TASK DESCRIPTION: Scale the part of the material below that opens with the line containing "of the windshield" and runs through the end of the material. Give every line of it again, requests included, with each point coordinate in the answers multiplied by 1.3 and rounded to a whole number (halves round up), and give only that part.

DATA FOR THIS EXERCISE:
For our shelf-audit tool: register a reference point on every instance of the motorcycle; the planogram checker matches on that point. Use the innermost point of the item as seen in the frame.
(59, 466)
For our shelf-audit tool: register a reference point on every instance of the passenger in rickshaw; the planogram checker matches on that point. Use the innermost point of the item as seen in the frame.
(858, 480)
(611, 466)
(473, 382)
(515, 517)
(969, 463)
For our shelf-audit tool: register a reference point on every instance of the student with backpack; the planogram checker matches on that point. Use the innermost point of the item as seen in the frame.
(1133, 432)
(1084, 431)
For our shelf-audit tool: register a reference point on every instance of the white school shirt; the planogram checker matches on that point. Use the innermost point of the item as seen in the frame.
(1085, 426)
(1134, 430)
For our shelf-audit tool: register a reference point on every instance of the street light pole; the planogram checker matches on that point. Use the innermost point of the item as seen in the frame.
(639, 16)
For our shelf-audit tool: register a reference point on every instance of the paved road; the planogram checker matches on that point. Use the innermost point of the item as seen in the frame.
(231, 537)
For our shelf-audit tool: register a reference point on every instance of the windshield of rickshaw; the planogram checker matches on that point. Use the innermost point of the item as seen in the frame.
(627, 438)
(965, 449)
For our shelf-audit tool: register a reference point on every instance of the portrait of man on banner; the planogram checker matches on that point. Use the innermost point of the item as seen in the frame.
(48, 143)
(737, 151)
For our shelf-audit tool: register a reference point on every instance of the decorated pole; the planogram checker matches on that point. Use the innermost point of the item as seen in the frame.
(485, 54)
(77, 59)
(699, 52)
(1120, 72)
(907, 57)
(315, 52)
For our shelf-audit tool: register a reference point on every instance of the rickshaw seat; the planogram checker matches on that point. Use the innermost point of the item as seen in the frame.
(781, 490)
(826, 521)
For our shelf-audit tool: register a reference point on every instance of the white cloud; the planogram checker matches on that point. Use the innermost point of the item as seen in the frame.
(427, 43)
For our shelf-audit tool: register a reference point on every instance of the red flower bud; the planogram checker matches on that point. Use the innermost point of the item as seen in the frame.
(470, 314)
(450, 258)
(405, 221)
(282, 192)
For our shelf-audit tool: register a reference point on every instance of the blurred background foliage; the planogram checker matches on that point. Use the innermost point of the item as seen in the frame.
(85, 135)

OUTPUT FOR THIS TASK:
For our shelf-audit tool: register a reference point on every instance of the windshield of rickshaw; the planogram checker matches on that point. Use the innermost point of the item as seen in the frame.
(815, 569)
(1255, 584)
For our shelf-audit tool: register a reference point on every instance of the portrait of man on banner; the planogram checker matches on that point. Use the innermost point of the item as seen in the frame.
(62, 186)
(958, 196)
For our shelf-audit tool: register a reference point on every instance of the decorated pole; the planogram checker matches on that point. Use the innermost point of the item as seen in the frame.
(631, 70)
(100, 77)
(909, 68)
(1456, 94)
(1179, 74)
(410, 68)
For our shelf-audit tool: register a reference point on every instance of the rickshaw seat; the planogram checker matches on that point. Use the innermost point of the item as seen in the frame.
(1015, 637)
(1074, 677)
For our shelf-audit tool: register a reference point on every instance of the white cloud; the planogram checker matches on that point. Use the innermost point of the item as seen in the frame.
(555, 56)
For our shelf-audit tool: register a reference point on every instance of the red flower bud; the planogram checker matches on that point. Use the innermost point of the item as seen in the frame.
(611, 408)
(585, 335)
(527, 287)
(367, 250)
For our shelf-audit tool: register a reference point on every instance of the blurred background foliage; the planogram checker matches on that point. Use the innermost point of the item as seen in the frame.
(111, 176)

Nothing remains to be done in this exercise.